PROBLEM TO SOLVE - Starting at the line that contains "find the dirt" and ending at the last line of the material below, give each line as a Markdown table with the columns Row and Material line, leaving out blank lines.

GIVEN INFORMATION -
▬▬▬
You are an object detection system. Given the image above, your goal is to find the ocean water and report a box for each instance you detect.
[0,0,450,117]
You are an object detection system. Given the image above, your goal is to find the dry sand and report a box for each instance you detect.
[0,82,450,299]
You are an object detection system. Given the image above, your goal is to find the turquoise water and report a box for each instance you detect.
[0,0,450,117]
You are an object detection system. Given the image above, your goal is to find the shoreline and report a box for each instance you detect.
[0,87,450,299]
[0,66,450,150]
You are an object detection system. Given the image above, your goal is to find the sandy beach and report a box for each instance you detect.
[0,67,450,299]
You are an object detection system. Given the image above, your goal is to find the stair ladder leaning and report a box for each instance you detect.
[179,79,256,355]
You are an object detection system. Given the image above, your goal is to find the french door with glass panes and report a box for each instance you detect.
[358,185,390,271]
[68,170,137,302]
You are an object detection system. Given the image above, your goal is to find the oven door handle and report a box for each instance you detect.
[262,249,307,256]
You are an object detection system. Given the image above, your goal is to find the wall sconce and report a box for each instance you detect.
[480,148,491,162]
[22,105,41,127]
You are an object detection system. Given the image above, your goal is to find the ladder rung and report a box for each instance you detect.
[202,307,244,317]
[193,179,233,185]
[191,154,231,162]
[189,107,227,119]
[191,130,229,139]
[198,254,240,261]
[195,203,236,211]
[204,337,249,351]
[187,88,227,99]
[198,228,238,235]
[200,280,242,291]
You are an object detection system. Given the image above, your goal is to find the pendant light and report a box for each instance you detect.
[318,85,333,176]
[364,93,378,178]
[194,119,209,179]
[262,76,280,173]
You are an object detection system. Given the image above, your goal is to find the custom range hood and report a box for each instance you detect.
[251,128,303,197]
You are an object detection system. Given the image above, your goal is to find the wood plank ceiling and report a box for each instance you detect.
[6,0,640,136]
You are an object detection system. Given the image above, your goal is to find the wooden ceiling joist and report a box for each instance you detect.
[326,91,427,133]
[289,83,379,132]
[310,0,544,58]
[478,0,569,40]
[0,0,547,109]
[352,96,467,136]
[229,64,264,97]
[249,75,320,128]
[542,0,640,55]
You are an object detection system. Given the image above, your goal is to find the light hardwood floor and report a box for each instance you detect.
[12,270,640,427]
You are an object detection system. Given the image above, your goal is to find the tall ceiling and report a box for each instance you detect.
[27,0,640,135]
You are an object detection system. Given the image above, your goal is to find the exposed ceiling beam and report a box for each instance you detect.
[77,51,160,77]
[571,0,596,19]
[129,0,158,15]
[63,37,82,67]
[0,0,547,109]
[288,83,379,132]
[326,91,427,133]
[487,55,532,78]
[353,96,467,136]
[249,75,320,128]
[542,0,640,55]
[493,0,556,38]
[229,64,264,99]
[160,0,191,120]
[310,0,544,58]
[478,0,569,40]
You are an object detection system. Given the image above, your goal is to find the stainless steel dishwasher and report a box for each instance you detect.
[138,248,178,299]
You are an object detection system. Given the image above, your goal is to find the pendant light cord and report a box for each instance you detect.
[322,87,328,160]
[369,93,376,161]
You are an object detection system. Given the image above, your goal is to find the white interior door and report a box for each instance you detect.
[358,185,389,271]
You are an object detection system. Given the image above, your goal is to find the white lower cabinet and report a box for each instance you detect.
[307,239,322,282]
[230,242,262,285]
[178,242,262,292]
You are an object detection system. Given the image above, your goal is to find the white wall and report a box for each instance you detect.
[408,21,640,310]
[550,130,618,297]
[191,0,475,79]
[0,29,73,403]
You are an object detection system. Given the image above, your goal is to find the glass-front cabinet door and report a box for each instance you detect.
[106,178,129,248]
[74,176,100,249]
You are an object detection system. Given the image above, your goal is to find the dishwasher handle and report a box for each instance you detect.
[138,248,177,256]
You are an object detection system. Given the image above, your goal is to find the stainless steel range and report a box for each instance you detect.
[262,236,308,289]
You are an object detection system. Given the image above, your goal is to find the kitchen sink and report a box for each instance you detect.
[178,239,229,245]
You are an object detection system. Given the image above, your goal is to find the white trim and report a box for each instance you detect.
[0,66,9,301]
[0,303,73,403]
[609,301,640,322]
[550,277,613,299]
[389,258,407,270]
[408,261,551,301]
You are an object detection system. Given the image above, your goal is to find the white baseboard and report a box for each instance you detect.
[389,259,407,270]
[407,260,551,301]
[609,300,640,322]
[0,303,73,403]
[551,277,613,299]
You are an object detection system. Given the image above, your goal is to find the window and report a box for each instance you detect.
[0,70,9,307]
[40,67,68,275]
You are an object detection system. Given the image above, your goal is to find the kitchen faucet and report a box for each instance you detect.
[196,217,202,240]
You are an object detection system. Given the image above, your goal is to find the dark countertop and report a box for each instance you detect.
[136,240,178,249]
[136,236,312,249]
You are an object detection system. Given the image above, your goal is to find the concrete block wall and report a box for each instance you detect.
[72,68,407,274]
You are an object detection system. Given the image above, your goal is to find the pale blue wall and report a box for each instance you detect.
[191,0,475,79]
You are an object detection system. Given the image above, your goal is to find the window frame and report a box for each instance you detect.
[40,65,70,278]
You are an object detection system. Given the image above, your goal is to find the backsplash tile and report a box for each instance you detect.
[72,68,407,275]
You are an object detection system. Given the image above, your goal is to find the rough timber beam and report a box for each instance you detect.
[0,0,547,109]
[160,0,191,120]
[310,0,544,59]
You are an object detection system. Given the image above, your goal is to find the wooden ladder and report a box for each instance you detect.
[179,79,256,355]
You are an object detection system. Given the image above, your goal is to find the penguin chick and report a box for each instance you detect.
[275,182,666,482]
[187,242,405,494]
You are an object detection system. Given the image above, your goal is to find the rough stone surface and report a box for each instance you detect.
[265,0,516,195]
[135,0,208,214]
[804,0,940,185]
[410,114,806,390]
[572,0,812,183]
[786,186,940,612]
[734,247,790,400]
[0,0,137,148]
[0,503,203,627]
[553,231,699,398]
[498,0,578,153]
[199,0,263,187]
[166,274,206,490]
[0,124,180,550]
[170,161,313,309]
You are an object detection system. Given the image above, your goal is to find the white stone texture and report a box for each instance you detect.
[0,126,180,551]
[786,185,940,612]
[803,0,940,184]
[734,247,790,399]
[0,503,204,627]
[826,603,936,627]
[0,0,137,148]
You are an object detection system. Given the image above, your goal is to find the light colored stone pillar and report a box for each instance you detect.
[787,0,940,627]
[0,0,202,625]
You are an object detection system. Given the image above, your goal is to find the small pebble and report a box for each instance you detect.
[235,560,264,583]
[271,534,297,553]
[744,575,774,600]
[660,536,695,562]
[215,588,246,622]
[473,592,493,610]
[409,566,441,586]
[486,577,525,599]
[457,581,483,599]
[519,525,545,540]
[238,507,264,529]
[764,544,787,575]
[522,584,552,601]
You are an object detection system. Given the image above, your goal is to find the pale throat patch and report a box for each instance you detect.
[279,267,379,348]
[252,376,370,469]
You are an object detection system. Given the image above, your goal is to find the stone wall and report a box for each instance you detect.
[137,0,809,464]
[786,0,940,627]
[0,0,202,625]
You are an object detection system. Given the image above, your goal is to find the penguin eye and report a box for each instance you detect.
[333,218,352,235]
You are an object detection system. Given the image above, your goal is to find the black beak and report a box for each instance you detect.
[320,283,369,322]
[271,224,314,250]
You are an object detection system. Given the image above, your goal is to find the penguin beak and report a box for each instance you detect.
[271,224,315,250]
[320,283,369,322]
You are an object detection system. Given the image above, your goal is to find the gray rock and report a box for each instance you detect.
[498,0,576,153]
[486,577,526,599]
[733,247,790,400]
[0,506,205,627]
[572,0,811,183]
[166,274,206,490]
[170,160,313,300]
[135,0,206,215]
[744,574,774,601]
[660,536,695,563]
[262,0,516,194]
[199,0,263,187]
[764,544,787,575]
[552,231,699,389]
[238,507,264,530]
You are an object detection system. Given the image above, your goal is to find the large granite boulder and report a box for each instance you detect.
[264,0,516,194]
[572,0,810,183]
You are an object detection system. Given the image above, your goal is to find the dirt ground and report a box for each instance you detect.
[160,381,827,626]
▬▬▬
IN RESPONSE -
| Row | Material line |
|---|---|
| 1 | You are an object detection system. Given the image above, your goal is to find the dirt ground and report a box for each instance you detect. |
| 2 | [160,381,827,626] |